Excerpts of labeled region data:
--- START ---

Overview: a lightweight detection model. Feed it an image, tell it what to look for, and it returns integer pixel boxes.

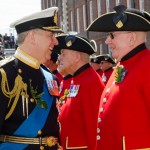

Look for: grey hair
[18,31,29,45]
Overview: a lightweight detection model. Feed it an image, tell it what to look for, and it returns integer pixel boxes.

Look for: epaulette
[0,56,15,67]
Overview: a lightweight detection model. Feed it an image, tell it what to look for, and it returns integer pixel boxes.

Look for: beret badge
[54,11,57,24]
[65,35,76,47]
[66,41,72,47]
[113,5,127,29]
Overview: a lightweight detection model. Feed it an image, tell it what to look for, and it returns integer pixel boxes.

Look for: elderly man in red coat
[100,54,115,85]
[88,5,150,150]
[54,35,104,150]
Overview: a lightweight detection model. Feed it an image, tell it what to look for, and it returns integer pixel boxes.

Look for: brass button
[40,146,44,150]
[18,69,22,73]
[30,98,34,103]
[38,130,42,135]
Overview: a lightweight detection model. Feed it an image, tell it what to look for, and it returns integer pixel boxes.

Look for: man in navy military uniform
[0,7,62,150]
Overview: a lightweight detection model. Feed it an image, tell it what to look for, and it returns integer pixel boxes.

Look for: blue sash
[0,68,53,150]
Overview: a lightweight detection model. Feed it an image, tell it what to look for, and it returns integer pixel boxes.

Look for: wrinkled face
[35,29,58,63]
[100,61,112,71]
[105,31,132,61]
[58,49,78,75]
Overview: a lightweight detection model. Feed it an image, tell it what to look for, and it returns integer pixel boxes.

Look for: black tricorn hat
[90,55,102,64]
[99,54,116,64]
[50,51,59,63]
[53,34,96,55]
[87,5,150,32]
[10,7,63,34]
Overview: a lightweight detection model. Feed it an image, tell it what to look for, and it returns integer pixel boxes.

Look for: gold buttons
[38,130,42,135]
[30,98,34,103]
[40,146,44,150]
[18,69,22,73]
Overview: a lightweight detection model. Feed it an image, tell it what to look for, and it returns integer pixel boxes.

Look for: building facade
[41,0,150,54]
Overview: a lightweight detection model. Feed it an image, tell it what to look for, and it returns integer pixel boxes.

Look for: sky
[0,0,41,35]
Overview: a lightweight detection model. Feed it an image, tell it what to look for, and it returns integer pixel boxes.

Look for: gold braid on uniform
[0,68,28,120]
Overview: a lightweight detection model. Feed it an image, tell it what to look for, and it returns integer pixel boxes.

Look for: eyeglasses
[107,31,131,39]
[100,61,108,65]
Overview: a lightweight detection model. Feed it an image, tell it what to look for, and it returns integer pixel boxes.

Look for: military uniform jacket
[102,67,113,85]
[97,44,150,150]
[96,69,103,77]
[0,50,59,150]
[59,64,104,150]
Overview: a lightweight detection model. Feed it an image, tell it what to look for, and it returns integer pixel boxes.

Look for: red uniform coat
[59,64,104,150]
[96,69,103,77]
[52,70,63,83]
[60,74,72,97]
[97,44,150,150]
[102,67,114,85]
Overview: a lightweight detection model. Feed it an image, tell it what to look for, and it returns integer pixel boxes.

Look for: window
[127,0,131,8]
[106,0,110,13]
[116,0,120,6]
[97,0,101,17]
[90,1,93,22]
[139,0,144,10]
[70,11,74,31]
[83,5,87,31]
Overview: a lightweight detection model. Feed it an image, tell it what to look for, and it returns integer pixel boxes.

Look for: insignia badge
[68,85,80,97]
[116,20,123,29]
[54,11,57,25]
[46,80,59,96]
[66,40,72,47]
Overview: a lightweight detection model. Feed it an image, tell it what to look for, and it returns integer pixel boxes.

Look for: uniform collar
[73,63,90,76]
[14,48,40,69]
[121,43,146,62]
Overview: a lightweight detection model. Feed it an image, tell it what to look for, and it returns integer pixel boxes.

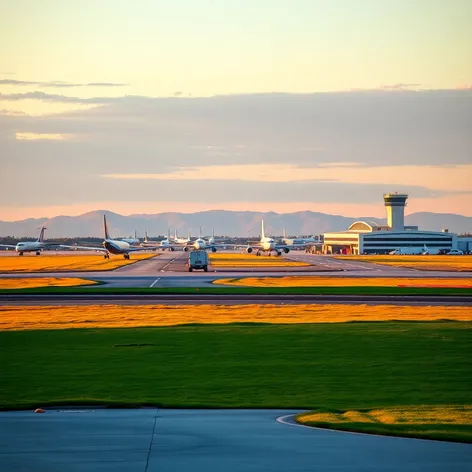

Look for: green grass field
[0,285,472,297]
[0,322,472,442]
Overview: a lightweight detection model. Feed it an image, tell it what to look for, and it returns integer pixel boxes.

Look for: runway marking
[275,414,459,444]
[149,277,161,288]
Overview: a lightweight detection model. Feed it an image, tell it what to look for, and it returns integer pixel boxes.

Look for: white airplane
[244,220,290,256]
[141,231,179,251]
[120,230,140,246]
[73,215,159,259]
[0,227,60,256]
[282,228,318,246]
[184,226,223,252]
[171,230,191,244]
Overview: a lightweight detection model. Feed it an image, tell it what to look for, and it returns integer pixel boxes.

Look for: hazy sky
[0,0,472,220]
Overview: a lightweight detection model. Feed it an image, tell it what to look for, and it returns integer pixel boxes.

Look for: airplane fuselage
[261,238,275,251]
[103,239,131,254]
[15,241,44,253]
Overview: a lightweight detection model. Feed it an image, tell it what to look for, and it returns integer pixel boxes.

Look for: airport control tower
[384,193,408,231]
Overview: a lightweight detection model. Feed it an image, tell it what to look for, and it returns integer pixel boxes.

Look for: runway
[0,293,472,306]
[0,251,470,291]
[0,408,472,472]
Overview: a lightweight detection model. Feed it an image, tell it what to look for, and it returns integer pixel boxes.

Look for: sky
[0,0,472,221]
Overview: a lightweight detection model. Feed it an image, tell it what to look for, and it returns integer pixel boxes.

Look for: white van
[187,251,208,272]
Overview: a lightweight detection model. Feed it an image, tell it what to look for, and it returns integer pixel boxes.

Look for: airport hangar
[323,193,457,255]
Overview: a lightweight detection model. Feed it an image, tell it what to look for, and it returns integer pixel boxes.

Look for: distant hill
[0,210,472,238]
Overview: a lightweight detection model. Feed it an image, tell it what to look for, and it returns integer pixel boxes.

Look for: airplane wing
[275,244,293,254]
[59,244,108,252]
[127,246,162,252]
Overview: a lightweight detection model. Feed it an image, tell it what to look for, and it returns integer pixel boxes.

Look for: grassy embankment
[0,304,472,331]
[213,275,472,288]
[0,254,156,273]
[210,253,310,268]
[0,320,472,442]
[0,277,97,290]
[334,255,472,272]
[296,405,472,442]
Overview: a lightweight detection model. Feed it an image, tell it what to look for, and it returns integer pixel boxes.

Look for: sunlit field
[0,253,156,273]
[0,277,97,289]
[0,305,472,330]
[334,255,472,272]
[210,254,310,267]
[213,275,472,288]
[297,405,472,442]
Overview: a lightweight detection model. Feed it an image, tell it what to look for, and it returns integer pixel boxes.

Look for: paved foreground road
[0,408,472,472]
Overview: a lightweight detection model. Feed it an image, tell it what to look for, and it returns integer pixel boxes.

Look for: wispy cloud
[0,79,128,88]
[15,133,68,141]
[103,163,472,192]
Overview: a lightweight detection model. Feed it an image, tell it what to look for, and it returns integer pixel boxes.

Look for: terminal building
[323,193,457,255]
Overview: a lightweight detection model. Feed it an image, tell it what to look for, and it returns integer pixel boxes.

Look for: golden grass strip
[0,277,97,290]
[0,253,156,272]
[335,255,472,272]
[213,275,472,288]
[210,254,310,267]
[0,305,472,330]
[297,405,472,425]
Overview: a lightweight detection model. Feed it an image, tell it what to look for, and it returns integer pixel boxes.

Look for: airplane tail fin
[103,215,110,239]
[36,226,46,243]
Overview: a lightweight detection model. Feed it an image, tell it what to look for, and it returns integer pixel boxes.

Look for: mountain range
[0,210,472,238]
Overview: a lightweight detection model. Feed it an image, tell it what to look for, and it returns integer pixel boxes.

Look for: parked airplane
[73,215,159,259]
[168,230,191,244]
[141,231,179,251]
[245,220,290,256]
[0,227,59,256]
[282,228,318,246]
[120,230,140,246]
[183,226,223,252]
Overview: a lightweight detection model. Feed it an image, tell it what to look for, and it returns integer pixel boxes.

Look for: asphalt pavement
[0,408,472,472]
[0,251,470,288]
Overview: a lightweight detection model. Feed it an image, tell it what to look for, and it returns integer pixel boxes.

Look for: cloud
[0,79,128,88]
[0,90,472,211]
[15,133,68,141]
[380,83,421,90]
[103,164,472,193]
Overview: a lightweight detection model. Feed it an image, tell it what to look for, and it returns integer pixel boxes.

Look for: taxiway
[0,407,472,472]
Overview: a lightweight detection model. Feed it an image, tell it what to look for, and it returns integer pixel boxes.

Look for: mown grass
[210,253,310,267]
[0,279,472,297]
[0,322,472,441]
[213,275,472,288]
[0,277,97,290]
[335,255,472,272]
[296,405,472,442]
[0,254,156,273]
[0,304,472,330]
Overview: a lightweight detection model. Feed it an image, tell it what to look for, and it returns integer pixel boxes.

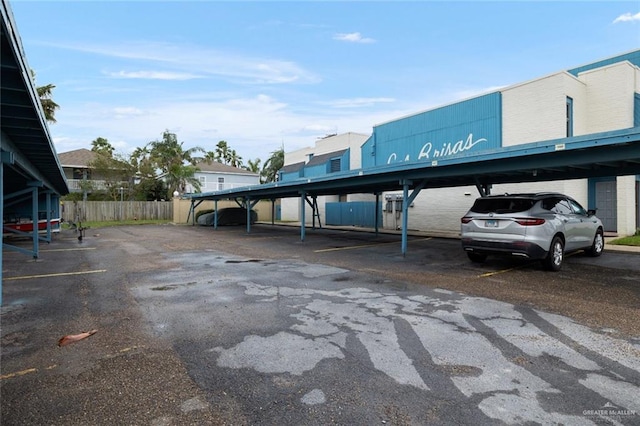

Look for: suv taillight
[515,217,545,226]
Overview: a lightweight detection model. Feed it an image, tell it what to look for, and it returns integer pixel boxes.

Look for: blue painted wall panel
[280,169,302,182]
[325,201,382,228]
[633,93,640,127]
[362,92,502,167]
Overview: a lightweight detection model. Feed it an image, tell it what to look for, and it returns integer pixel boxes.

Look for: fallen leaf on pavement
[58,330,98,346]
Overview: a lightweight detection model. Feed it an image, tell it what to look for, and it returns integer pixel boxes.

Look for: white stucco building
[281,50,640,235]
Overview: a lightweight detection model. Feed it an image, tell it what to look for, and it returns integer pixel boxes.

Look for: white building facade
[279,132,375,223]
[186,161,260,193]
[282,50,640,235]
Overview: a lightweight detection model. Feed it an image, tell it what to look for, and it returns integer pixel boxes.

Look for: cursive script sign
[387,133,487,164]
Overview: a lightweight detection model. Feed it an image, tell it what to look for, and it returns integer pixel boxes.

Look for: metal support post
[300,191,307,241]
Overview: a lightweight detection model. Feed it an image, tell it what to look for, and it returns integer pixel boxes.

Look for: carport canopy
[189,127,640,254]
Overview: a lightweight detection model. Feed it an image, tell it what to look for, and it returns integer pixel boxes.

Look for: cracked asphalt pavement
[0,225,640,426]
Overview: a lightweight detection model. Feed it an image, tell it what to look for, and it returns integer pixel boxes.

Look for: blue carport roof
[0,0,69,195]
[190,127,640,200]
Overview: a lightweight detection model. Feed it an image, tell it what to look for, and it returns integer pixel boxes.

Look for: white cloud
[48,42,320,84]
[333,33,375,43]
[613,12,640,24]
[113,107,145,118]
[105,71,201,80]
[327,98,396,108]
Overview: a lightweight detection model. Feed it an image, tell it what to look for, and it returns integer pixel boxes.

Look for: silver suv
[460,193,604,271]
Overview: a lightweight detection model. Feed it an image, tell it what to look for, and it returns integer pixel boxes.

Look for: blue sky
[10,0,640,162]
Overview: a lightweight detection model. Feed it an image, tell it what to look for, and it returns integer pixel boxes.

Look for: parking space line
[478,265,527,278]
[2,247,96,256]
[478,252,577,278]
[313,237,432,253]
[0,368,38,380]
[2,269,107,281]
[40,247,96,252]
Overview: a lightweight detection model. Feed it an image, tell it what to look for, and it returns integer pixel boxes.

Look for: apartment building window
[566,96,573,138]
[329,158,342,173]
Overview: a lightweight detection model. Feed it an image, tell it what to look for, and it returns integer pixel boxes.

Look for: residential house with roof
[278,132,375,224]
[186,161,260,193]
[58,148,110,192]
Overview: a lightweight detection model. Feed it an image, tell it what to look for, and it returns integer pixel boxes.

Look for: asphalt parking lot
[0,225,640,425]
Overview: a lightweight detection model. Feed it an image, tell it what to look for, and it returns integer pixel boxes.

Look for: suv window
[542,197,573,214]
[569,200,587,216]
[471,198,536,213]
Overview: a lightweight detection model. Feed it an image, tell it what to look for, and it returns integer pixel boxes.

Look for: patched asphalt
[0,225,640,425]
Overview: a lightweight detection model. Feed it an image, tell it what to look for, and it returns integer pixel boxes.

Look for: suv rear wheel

--- END ---

Rewrite the lines from the start through the line with "[10,7,63,34]", switching "epaulette" to "shoulder board" and keeping all else the same. Leave the pictures out of your answer.

Overview: a lightweight detection model. Feed it an image, tell it what to look for, and it returns integer pixel boxes.


Look for: grey hair
[18,31,29,45]
Overview: a lightweight detection model. Feed it an image, tell it what to look for, and it returns integer pixel boxes.

Look for: shoulder board
[0,56,15,67]
Overview: a lightweight detection model. Feed it an image, tell it what to look for, and it returns integer pixel boxes.

Look for: beret badge
[54,11,57,24]
[65,35,76,47]
[66,41,72,47]
[113,5,127,29]
Overview: a lightweight detection model. Feed it an image, tell it what to look for, and it returns integer pixel boxes.

Look for: elderly man in red coat
[100,54,115,85]
[88,5,150,150]
[54,35,104,150]
Overview: a lightweight detection model. Feed it an image, tell it what to look for, and it returns integer pixel boxes.

Look for: brass button
[40,146,44,150]
[18,69,22,73]
[30,98,34,103]
[38,130,42,135]
Overview: a lightweight detection model. Feed it an image, tell it what to look for, and it returns integer pixel boxes.

Look for: man in navy military uniform
[0,7,62,150]
Overview: a lightweight detection model. Feed it an image, tell it what to look for, and it returns integer pixel boxes.

Look for: blue sash
[0,68,53,150]
Overview: a lightweight detection model. Feed it an image, tell it what to look for, and it returns integer pixel boxes.

Look for: wrinkled face
[35,29,58,63]
[100,61,112,71]
[105,31,132,61]
[58,49,78,75]
Overview: a lightweight detection model. Feed it an image, tell it what to look for, and it returns integer pixel boxes.

Look for: black tricorn hat
[90,55,102,64]
[99,54,116,64]
[50,51,59,63]
[53,34,96,55]
[87,5,150,32]
[10,7,63,34]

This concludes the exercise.